[EXERCISE GOAL] Look below for the line containing "Practice step: identify the sunlit slope". Write out that line and the rest through the last one, exactly as they appear, but without pictures.

[GIVEN DATA]
⟨

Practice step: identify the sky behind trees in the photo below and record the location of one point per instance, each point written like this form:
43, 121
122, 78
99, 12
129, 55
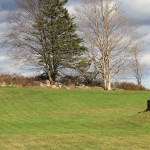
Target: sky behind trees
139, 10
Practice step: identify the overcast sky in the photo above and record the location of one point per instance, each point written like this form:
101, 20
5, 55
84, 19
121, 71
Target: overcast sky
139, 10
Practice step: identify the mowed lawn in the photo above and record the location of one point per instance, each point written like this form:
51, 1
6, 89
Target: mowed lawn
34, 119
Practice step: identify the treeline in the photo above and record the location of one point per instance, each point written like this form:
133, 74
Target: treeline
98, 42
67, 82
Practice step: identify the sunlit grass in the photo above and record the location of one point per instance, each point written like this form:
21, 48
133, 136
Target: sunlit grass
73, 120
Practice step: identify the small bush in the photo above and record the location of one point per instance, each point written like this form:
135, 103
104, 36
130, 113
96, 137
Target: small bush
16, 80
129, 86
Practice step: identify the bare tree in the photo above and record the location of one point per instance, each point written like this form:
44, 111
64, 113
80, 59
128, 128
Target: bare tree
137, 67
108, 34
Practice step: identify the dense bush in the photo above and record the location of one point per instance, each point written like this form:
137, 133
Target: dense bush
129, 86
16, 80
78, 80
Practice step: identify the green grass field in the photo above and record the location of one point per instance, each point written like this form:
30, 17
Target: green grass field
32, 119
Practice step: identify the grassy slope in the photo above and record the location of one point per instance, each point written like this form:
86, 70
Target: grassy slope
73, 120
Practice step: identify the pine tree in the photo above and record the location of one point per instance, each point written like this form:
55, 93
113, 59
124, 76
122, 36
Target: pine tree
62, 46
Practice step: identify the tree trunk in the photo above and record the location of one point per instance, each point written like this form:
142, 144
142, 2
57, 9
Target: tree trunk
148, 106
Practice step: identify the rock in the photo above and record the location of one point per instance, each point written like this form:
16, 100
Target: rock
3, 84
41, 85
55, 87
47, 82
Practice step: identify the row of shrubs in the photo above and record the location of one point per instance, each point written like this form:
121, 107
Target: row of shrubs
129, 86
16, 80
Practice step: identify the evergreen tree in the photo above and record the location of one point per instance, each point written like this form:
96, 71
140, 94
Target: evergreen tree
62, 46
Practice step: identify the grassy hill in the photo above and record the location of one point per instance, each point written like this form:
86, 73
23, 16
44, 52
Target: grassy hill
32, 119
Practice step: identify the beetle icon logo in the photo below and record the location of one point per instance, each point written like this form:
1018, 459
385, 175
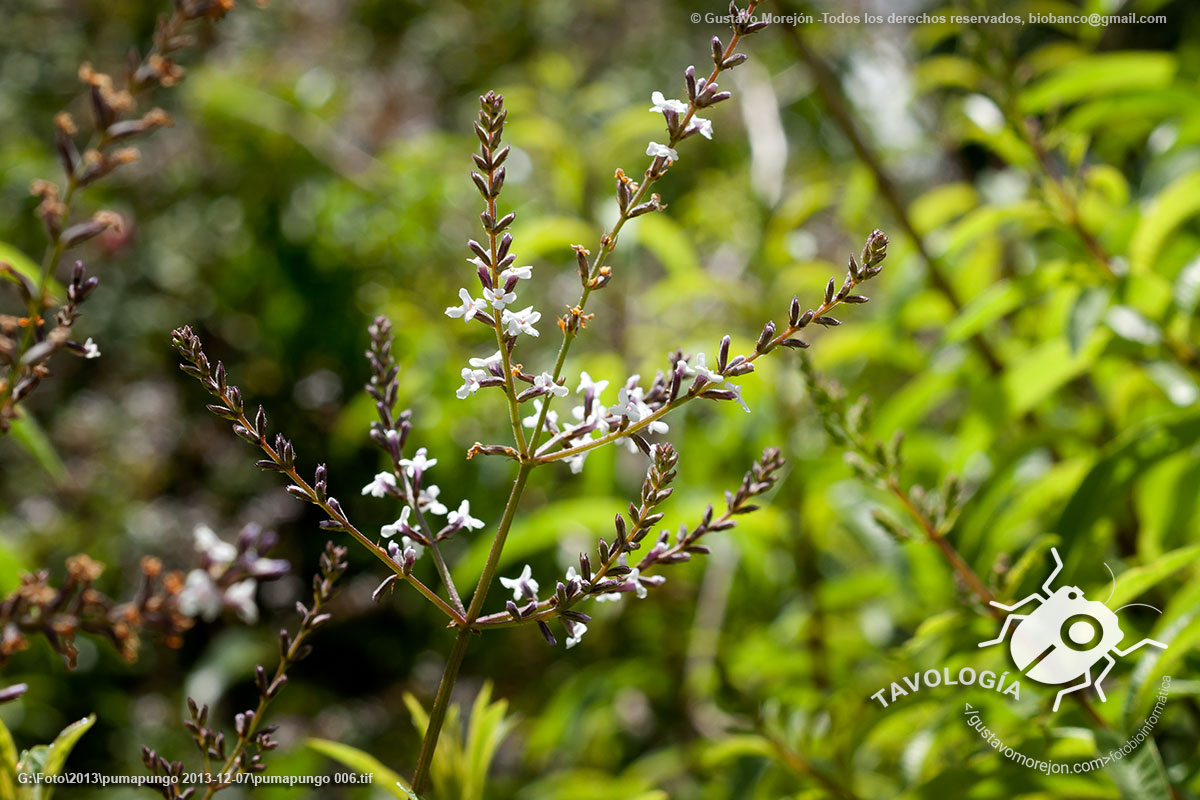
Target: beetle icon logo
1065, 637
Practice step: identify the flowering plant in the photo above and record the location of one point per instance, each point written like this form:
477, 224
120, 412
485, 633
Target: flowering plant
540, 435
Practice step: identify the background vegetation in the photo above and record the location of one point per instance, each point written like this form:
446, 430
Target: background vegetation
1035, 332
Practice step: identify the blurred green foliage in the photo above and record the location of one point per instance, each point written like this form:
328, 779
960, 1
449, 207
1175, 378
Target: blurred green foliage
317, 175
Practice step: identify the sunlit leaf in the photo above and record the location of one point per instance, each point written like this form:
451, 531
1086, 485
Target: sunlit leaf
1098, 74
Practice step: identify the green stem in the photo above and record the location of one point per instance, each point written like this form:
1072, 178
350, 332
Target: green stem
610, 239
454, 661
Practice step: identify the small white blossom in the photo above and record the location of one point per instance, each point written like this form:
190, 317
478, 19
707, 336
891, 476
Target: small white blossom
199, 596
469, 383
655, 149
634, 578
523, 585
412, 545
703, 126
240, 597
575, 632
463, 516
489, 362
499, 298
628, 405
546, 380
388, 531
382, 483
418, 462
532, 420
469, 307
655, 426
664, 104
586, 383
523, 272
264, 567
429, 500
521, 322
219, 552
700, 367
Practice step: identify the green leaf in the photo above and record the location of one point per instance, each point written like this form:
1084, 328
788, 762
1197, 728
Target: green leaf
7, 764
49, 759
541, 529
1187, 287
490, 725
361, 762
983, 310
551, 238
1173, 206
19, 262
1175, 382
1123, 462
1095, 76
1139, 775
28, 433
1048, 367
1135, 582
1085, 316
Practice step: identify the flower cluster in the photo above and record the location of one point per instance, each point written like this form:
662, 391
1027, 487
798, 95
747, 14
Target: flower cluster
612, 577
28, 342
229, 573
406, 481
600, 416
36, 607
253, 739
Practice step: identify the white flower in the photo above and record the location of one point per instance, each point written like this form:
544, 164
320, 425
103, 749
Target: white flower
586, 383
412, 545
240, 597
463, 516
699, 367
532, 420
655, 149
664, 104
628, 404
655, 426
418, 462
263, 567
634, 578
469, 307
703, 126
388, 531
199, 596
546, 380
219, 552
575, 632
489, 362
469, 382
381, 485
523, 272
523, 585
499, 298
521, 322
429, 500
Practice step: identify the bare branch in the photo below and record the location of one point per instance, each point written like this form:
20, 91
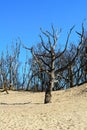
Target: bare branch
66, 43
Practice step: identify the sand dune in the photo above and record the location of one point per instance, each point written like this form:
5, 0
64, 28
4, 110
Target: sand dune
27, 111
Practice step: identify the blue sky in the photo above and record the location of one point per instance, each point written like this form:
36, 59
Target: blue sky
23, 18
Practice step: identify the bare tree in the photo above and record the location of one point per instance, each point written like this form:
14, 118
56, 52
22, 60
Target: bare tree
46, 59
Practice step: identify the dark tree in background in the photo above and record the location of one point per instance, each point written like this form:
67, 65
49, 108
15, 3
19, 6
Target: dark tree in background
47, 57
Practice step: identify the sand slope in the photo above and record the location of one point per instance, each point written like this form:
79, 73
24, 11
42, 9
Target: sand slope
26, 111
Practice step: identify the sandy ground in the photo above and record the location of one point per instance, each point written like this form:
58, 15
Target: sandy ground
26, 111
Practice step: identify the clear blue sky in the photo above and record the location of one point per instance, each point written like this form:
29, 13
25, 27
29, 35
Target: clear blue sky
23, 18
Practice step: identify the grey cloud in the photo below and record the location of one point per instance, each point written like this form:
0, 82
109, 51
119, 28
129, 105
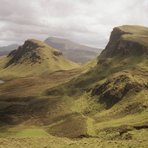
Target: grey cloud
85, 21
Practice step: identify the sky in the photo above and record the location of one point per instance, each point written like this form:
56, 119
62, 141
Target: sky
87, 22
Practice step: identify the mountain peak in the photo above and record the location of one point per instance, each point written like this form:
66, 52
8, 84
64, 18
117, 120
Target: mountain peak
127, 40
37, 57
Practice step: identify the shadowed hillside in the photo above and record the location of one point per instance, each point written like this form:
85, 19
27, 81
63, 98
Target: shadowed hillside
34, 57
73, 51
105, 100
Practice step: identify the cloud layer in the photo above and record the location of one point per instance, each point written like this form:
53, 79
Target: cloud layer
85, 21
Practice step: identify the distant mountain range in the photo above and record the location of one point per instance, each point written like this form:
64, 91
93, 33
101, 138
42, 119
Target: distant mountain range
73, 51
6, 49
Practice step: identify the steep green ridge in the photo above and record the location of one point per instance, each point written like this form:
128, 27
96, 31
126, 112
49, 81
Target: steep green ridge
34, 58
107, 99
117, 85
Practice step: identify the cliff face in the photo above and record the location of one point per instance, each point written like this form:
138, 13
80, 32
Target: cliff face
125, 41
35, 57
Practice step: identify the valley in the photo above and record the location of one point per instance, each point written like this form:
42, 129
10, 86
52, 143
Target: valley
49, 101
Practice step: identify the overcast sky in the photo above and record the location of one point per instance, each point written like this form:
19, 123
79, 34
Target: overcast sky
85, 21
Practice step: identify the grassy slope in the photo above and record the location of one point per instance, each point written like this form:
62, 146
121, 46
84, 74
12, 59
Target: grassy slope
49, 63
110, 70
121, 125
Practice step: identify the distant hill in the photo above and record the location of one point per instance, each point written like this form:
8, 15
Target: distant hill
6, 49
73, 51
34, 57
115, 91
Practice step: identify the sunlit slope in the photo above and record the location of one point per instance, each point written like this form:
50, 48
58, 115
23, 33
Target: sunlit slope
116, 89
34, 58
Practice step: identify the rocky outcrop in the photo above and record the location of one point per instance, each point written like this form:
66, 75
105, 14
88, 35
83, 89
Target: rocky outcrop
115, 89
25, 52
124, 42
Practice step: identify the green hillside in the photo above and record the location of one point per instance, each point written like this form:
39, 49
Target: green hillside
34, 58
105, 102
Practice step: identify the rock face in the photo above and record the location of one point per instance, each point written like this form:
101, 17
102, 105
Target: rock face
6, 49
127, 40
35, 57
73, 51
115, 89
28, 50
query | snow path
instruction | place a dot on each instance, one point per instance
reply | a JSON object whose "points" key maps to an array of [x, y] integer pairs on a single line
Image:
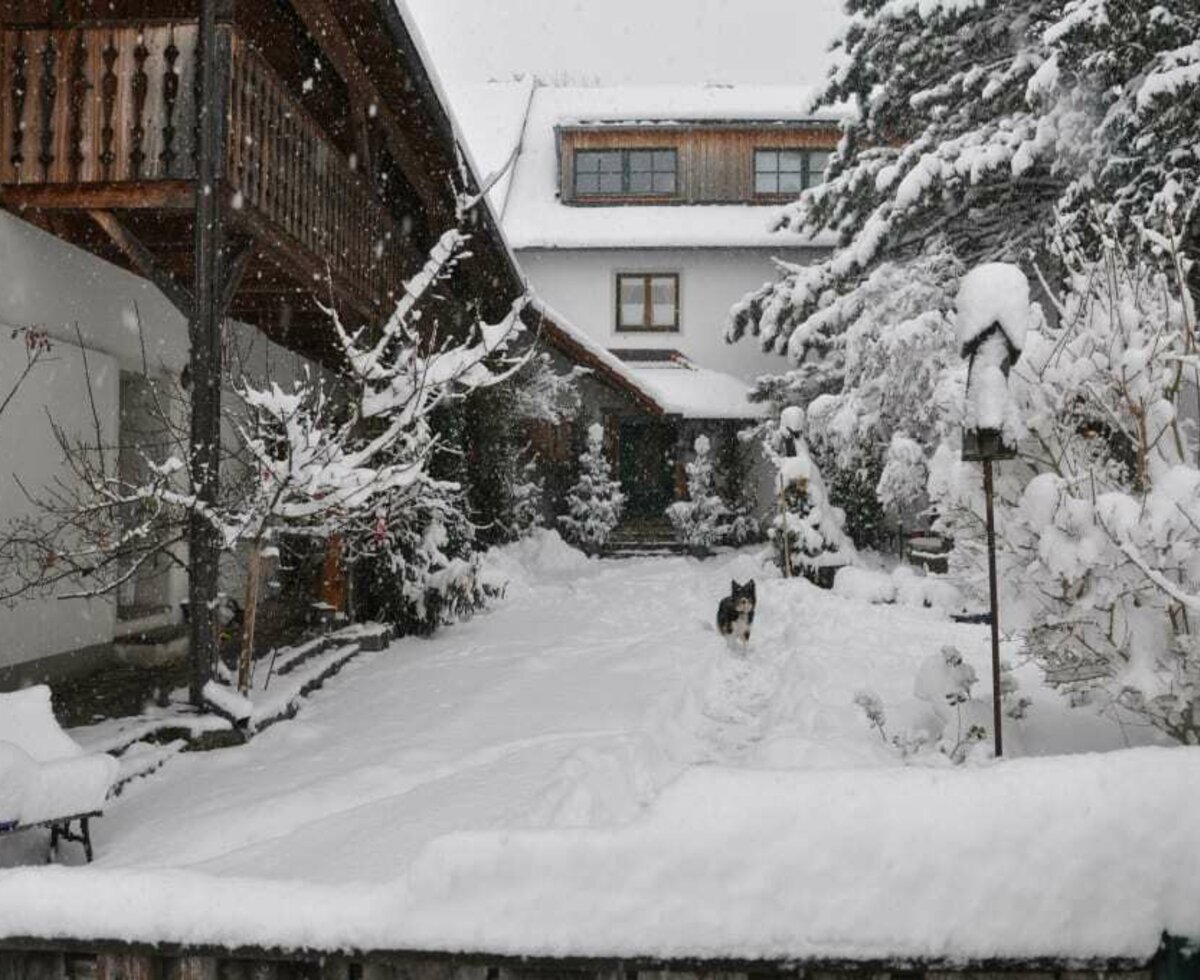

⟩

[EXERCISE RESPONSE]
Practice step: identify the sunlit slope in the photo above and record the location of one point per instance, each point written like this form:
50, 48
58, 115
23, 33
Target: sunlit slope
116, 89
34, 58
Practice step: identify the rocky outcrop in the photo above and record the location of one point per instance, each point written like this form:
66, 75
105, 14
88, 35
83, 89
Target: rocky outcrop
115, 89
25, 52
124, 42
Practice step: identify the green hillside in the photo above and record the location of one point per instance, each point written like this form:
39, 49
Target: green hillside
34, 58
105, 102
Practice step: identify the rock face in the photo above and record the location of one point per instance, each point written like this form:
101, 17
102, 105
Target: rock face
6, 49
127, 40
35, 57
73, 51
115, 89
28, 50
query | snow path
instruction | place a dot on each instance, one point per instance
reply | a JSON object whose "points" key maps to an array of [x, y] integer pairs on a single line
Image:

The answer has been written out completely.